# WHAT YOU ARE ASKED TO DO
Extract each record and reproduce it exactly.
___ DATA TO EXAMINE ___
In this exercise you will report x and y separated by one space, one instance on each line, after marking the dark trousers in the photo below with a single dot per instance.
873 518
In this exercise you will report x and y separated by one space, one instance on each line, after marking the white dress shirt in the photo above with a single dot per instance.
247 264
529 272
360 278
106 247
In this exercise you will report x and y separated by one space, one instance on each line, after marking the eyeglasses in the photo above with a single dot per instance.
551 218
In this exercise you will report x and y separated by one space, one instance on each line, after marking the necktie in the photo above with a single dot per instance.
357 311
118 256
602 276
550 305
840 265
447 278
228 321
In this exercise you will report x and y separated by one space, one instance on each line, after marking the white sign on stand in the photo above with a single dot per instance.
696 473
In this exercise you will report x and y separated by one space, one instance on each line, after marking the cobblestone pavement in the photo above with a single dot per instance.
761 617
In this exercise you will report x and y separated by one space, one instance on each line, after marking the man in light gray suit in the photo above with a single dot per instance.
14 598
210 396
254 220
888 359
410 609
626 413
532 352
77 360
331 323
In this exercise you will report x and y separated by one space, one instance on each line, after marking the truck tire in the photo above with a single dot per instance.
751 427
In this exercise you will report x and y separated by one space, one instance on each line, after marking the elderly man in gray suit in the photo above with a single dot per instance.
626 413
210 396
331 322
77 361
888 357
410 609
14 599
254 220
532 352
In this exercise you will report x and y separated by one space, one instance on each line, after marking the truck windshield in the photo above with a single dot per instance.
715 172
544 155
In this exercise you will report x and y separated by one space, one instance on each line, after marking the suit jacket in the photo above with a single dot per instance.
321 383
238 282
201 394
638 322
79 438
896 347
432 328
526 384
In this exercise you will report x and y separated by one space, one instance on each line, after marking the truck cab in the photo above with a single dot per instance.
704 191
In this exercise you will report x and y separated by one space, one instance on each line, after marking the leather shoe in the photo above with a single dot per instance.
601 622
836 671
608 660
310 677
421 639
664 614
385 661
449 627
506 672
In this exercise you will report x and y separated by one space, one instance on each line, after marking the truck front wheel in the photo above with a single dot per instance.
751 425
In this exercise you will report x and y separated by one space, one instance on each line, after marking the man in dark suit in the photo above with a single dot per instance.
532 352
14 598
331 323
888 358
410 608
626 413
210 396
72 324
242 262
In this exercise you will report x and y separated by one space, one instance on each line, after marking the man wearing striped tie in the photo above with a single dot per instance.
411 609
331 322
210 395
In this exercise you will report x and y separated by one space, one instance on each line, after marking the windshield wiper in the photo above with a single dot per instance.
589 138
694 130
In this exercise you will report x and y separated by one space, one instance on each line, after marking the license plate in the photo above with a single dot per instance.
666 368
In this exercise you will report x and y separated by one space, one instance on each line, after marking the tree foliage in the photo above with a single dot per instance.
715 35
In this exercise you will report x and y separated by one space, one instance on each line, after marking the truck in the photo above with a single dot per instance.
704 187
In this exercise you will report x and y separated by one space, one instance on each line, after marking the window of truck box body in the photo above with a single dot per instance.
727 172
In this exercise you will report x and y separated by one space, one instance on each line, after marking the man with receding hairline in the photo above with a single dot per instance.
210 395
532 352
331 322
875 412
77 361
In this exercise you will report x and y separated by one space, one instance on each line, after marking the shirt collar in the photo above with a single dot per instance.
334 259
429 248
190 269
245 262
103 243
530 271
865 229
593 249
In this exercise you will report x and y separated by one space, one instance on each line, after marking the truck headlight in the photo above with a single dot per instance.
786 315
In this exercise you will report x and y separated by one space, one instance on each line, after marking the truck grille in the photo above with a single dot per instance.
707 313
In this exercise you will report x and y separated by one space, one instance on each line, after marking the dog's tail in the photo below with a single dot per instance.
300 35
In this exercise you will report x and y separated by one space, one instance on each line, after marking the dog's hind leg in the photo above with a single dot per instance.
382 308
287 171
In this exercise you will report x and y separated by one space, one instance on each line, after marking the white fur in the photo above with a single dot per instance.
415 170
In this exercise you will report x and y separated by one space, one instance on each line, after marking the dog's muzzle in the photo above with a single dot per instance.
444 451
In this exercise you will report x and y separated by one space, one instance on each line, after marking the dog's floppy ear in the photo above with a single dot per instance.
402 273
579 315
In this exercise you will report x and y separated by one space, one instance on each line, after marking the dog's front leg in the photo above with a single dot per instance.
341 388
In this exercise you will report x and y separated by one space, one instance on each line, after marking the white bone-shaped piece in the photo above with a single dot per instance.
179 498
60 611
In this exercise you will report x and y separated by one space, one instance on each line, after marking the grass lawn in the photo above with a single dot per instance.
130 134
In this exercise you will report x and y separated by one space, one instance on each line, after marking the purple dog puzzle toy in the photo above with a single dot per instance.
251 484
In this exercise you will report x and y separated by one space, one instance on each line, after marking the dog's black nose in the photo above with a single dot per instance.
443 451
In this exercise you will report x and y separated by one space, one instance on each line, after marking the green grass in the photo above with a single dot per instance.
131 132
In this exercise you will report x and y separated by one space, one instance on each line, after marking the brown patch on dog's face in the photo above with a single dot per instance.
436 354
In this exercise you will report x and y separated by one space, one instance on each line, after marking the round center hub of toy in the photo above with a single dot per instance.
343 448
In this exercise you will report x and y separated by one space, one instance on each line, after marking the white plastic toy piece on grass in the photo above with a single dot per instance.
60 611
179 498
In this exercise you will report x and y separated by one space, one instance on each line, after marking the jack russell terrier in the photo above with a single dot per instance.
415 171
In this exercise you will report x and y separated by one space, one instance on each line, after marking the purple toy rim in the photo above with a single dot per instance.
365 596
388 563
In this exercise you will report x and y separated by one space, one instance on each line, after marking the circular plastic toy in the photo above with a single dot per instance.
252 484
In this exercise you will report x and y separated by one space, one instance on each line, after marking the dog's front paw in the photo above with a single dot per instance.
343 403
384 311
___
# RESPONSE
In this exercise you will report x and y separated by one space, one instance on each line, after marking the dark trousers in the photo below with a single dot per instance.
873 518
In this exercise you will report x and y separated by one space, one instance on each line, after marking the white dress shirt in the photo above with a single dot per instance.
247 264
529 272
360 278
106 247
In this exercise you will report x and y separated by one space, one instance on each line, after marking the eyeglasses in the photo above with a single dot per instance.
551 218
In this exercise you will report x and y separated by one space, one instance on each line, after marking the necktie in the photo above with a single dot per instance.
357 311
118 256
602 276
550 305
840 265
447 278
228 321
In this exercise you will report x and y separated by one space, one instance on each line, after marking the white sign on stand in the photo above with a single dot per instance.
696 473
In this exercise you will report x and y separated by one space, one instance on each line, after marking the cobblestone pavement in the photo above with a single dot per instance.
761 617
In this exercise you will report x and y separated by one space, one instance on each line, after marking the man in light gray suit in the photo above with a single dot per instance.
14 598
210 396
254 220
888 359
410 609
626 413
532 352
77 360
331 323
In this exercise you will report x and y separated by one space, one instance on each line, after marking the truck tire in the photo above with a single dot per instance.
751 427
In this exercise you will report x and y separated by one space, one instance on each line, after marking the elderly man in gray suit in the photo above with a single dot per instance.
626 413
210 396
331 322
77 361
888 357
410 609
14 599
254 220
532 352
In this exercise you will report x and y separated by one space, one instance on each line, after marking the truck windshield in the photo above with a single dot per instance.
715 172
544 155
In this exercise you will report x and y separated by one space, one instance on each line, after marking the suit jacket in the photo above with a single dot per instance.
321 383
238 282
201 394
638 322
79 438
896 347
432 328
526 384
In this exercise you will report x and y separated by one space, one instance on each line, after marking the truck cab in the photo above with a single dot per instance.
704 191
In this exercise you will report x and y separated by one space, one instance on each line, after marking the leather shoe in the photo above with a single dot per instance.
601 622
836 671
608 660
310 677
421 639
664 614
385 661
449 627
506 672
In this exercise you will report x and y separated by one space, one instance on each line, after marking the truck front wheel in the photo above with a single dot per instance.
751 425
In this exercise you will report x and y separated by one space, one instance on each line, after marking the man in dark suit in the photo above with a single dot per instance.
532 352
14 598
331 323
888 358
410 608
626 413
210 396
72 324
242 262
In this exercise you will report x and y separated by one space, one instance on each line, after marking the man wearing striped tie in the photo above with a single dot per instance.
411 609
331 322
210 395
In this exercise you will report x and y separated by one space, one instance on each line, after marking the windshield wiper in the photo above with a single dot per instance.
589 138
694 130
In this exercise you will report x and y separated by one space, one instance on each line, after marking the license plate in the photo above with a single dot per instance.
666 368
In this exercise you will report x and y separated by one space, one instance on each line, after marking the tree foliage in the photo above with a single dot per instance.
715 35
In this exercise you will report x and y separated by one space, one instance on each line, after marking the truck in the photo above with a single dot per instance.
704 187
In this exercise you will report x and y separated by one space, one instance on each line, after marking the window of truck box body in the photo above with a single dot per instance.
727 172
In this exercise you will report x and y separated by one space, one instance on each line, after marking the man with receding hairline in the photo above with a single dot per instance.
210 395
532 352
331 322
875 412
77 361
In this exercise you will report x and y separated by one space, one instance on each line, after marking the shirt collar in the photo above with a single dot per instance.
334 259
429 248
190 269
245 262
103 243
530 271
865 229
593 249
In this exercise you will report x and y separated by one space, one instance on each line, after marking the truck headlight in the photo above with a single dot per instance.
786 315
In this exercise you will report x and y separated by one space, one instance on each line, after marking the truck grille in the photo above with a single dot per instance.
707 313
In this exercise you will report x and y separated by one space, one instance on each line, after marking the dog's tail in the photo below with a single dot per instance.
300 35
In this exercise you will report x and y separated by one space, one instance on each line, after marking the dog's hind leg in the photo above with a single dot per instance.
382 308
287 171
In this exercise you will report x and y separated by one space, one instance on each line, after marking the white fur in the photo above with a single dot per instance.
415 170
In this exercise you will report x and y separated by one space, one instance on each line, after marking the dog's muzzle in the photo above with a single dot per instance.
444 451
In this exercise you will report x and y separated by one space, one instance on each line, after marking the dog's floppy ear in the photo above with a single dot per instance.
402 273
579 315
In this exercise you will report x and y separated by one space, one instance on each line, after marking the dog's front leg in the photo above with a single dot per instance.
341 388
In this exercise you will report x and y separated by one space, one instance on each line, after marking the white bone-shaped piece in the photo above with a single dot per instance.
179 498
60 611
In this exercise you will report x and y separated by one space, one instance on each line, after marking the grass lawn in the photo above with a single dot per instance.
130 134
In this exercise you will report x and y separated by one space, one instance on each line, after marking the purple dog puzzle toy in the photo above with a single dot per instance.
251 484
In this exercise you will report x and y separated by one space, one instance on each line, after marking the dog's black nose in the photo above with a single dot per instance.
443 451
In this exercise you will report x and y separated by one space, one instance on each line, after marking the green grass in the photo above with a single dot per instance.
131 132
In this exercise you will report x and y separated by one space, one instance on each line, after marking the brown patch on dog's face in the photo above with a single dot per instance.
436 354
In this exercise you will report x and y separated by one space, one instance on each line, after marking the round center hub of toy in the photo above with a single dot per instance.
343 448
In this exercise you will report x and y separated by one space, one instance on each line, after marking the white plastic toy piece on grass in the photo above with a single dot per instance.
60 611
179 498
In this exercise you will report x and y separated by one space, one instance on each line, after marking the jack russell terrier in the photo above with a single dot per instance.
415 171
In this exercise you will report x and y separated by one space, one instance on each line, after marking the purple toy rim in the photo above with a single dot per instance.
365 596
388 563
In this exercise you will report x and y separated by one space, one instance on each line, after marking the circular plastic toy in the photo above with a single dot per instance.
252 484
In this exercise you will report x and y separated by one space, one instance on each line, after marking the dog's front paw in the photo above with a single dot per instance.
343 403
384 311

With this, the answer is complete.